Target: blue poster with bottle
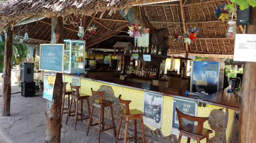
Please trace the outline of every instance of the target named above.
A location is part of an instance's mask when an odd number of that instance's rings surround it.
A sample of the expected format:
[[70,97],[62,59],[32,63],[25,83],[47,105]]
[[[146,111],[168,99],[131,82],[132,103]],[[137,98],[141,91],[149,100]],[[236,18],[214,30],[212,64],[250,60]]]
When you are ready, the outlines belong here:
[[224,64],[208,61],[193,62],[190,93],[208,95],[223,88]]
◇ ◇ ◇
Write out all the items again, swapping "mask" for "region" and changing nothing else. Leave the pictures out.

[EXPECTED ANSWER]
Target: blue poster with bottle
Please trace the outline of every instance of the target named above.
A location is part of an instance's region when an odd number of that instance's rings surround it.
A sample of the expected format:
[[70,97],[62,59],[32,63],[25,83],[47,105]]
[[[146,111],[168,99],[131,82],[132,103]],[[137,98],[141,91],[149,100]],[[236,18],[214,30],[212,64],[250,60]]]
When you are ready, the outlines belong here:
[[224,64],[208,61],[193,62],[190,93],[208,95],[223,88]]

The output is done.